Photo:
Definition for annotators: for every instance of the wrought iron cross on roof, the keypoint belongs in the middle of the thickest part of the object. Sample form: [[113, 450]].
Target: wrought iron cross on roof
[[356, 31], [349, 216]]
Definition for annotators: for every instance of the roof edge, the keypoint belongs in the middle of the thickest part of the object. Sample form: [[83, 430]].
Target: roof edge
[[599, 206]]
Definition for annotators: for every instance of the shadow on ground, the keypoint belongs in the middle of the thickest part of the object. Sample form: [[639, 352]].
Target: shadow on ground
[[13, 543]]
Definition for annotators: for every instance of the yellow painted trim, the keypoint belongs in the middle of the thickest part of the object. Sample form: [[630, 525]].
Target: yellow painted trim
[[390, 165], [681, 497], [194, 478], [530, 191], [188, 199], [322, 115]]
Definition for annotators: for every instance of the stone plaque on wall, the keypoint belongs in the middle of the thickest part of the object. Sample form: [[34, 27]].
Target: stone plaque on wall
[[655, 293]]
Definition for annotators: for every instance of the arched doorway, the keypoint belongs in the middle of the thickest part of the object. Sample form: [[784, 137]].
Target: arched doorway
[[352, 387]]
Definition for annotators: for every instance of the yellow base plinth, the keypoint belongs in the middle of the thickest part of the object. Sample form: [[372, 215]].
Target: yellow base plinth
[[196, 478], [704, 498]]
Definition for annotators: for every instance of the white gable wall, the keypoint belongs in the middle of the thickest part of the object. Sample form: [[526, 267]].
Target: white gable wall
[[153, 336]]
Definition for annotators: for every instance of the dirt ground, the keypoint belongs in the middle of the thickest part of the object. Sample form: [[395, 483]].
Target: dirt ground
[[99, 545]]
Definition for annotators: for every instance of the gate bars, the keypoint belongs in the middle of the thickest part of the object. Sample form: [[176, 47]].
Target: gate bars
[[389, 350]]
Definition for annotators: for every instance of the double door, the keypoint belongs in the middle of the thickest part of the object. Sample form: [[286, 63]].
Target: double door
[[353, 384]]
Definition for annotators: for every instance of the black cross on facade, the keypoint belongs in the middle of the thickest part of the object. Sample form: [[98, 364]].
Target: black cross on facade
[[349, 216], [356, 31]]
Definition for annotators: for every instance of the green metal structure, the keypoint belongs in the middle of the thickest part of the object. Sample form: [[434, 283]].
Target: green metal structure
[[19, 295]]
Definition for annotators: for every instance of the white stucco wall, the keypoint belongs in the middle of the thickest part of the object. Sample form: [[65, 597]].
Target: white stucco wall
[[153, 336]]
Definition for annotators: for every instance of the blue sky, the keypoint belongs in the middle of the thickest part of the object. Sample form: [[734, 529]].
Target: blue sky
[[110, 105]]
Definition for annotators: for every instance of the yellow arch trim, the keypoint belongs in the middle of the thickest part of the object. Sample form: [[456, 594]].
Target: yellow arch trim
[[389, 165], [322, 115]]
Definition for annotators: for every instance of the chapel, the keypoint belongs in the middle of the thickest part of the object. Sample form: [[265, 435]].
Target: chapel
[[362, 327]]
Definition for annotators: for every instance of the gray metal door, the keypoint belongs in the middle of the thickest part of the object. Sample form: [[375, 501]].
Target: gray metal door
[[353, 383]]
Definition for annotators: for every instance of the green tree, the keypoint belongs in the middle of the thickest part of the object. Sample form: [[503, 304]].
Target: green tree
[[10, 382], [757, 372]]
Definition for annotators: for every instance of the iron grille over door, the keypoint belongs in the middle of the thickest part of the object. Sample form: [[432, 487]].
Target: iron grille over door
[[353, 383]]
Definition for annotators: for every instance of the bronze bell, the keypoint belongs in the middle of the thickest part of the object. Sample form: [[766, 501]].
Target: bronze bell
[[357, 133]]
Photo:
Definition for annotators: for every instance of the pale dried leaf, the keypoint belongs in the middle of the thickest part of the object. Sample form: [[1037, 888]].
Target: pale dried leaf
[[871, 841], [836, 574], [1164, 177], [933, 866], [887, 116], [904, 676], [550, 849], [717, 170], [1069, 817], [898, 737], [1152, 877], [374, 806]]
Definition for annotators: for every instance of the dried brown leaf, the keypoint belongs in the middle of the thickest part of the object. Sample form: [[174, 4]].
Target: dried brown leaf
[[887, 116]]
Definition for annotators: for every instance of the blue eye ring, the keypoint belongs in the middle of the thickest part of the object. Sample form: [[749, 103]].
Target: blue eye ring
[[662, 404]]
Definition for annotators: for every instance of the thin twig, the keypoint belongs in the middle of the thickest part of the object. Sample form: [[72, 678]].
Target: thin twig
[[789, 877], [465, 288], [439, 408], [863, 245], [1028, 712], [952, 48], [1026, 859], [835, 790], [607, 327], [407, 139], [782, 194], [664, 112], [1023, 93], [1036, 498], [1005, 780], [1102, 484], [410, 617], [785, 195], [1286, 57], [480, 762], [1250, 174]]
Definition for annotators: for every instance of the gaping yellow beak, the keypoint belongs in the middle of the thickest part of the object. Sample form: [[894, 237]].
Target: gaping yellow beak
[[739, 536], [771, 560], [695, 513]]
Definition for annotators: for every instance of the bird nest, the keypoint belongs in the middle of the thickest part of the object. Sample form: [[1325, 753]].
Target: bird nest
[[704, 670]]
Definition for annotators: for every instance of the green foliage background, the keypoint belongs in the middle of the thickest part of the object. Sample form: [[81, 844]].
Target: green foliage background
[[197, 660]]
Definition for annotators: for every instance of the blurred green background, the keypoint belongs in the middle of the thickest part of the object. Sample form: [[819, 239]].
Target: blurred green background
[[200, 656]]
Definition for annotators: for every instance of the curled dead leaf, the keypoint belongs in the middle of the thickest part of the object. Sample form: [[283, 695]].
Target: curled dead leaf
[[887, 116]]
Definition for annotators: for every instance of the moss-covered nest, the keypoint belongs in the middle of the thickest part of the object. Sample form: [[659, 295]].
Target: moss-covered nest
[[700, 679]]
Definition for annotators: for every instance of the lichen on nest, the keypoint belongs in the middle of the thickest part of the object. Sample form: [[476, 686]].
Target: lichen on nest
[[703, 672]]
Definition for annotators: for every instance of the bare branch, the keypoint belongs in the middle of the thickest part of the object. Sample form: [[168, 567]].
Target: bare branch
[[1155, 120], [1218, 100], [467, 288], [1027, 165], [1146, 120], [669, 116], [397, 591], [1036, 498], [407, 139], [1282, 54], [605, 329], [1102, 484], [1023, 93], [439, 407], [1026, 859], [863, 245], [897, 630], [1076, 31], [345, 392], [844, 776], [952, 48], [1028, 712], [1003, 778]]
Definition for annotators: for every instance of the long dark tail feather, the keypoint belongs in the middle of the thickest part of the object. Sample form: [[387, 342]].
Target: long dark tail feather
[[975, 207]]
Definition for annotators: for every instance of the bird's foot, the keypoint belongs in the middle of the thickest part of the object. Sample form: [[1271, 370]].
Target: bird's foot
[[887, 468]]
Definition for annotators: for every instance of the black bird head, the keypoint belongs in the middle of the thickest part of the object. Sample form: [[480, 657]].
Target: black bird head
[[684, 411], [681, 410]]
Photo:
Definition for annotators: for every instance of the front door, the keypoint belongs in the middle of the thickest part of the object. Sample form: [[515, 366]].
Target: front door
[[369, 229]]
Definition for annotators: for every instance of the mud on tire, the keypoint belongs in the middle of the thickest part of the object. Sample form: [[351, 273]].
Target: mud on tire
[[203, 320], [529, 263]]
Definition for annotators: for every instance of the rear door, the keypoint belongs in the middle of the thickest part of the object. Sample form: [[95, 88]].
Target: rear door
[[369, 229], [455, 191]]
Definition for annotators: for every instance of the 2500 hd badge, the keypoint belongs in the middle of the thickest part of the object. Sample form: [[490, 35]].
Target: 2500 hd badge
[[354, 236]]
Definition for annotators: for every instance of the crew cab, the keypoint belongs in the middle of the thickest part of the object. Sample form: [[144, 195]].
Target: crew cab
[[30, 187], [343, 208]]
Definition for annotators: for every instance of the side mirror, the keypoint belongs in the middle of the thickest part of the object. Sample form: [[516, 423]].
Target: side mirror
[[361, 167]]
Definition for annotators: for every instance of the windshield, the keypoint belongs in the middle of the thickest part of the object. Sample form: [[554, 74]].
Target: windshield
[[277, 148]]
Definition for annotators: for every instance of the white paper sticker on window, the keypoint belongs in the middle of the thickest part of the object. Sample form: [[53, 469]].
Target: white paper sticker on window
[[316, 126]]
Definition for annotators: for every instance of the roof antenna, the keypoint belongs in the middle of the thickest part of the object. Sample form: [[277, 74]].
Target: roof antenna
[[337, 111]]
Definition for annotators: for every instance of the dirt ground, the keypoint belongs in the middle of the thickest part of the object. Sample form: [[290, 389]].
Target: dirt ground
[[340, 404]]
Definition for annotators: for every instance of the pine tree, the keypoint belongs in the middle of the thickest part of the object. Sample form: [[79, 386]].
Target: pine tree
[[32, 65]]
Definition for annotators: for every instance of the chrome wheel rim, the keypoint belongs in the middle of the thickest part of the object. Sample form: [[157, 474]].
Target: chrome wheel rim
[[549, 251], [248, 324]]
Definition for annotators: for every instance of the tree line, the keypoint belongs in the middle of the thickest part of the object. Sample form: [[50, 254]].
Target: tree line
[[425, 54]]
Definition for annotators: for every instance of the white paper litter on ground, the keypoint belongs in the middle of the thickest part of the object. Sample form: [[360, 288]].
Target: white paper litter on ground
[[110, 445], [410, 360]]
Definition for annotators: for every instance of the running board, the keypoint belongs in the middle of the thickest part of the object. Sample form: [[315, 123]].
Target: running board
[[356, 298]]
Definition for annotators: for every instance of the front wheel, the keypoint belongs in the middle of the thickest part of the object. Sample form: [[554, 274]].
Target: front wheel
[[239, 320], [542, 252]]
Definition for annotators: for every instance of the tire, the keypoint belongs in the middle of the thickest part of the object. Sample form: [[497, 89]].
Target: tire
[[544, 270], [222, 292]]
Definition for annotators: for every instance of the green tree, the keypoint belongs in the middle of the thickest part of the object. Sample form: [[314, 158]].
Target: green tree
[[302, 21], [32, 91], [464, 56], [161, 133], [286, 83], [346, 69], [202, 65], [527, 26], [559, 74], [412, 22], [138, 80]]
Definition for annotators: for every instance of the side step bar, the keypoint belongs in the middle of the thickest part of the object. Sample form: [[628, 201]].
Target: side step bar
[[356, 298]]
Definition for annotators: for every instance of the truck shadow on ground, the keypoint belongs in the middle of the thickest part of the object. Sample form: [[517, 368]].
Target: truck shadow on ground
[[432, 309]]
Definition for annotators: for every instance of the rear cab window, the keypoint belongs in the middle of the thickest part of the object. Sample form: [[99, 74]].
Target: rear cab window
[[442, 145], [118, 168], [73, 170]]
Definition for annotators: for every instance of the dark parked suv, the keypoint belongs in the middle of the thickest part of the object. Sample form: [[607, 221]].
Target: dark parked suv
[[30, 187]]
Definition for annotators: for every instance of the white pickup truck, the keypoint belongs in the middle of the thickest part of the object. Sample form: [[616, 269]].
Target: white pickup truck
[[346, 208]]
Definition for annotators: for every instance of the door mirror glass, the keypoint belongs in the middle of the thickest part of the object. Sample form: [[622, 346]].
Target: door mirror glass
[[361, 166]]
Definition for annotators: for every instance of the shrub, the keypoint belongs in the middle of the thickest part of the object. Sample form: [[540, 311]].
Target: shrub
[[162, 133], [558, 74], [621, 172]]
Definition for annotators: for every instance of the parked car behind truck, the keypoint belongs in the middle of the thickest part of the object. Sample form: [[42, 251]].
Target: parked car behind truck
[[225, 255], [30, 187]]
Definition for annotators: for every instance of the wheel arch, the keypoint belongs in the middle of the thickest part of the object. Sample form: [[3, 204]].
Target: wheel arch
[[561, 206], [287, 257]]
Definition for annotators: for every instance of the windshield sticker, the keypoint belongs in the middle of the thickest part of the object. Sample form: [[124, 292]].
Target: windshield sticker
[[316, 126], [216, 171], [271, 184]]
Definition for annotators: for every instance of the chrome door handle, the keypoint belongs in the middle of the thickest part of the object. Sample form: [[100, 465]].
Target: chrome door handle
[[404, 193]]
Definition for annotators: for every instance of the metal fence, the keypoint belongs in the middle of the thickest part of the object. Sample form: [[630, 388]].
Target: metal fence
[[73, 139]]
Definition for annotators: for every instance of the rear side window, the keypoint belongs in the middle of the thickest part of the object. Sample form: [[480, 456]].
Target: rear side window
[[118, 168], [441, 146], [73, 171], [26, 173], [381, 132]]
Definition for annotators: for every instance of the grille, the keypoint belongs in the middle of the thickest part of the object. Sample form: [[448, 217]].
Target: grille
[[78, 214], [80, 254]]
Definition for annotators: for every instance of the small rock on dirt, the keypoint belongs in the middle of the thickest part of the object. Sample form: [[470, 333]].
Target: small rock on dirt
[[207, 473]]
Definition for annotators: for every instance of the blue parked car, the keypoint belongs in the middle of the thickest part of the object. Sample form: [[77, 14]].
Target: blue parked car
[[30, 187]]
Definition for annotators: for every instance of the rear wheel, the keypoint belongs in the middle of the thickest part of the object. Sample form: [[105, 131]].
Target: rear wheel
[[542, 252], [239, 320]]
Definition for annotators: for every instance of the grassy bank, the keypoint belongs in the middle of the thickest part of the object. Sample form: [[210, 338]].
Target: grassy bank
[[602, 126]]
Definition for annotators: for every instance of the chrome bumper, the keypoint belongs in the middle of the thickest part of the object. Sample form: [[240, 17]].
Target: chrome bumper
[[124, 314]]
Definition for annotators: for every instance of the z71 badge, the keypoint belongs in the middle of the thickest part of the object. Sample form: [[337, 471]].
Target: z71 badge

☆ ☆ ☆ ☆ ☆

GOAL OF THE EXERCISE → Write out the part of the records that opens with the line containing "Definition for annotators: for every instance of the door" and closes with the line containing "[[316, 126], [216, 171], [271, 184]]" as a JSON list of strings, one string per line and both end lines included. Leave out any blank lines.

OUTPUT OF THE EXERCISE →
[
  "Definition for annotators: for every instance of the door mirror glass, the keypoint belongs in the middle of the thickest part of the object. Sample form: [[622, 346]].",
  "Target: door mirror glass",
  "[[361, 166]]",
  "Definition for annotators: for every instance of the shrub, the keypoint belongs in the middle of the thickest part of the object. Sample form: [[540, 311]].",
  "Target: shrub",
  "[[162, 133], [558, 74], [621, 172]]",
  "Definition for annotators: for every instance of the parked car behind truck, the keypoint belongs in the middle of the thickest part of the object. Sample form: [[42, 251]].",
  "Target: parked car behind truck",
  "[[225, 255], [30, 187]]",
  "Definition for annotators: for every instance of the wheel arch, the keypoint belongs in the middle of the thickest part of the object. Sample form: [[3, 204]].",
  "Target: wheel arch",
  "[[561, 206], [287, 257]]",
  "Definition for annotators: for every instance of the windshield sticker, the keypoint belongs in the middle of the thickest part of the object. Sample form: [[124, 292]].",
  "Target: windshield sticker",
  "[[316, 126], [216, 171], [271, 184]]"
]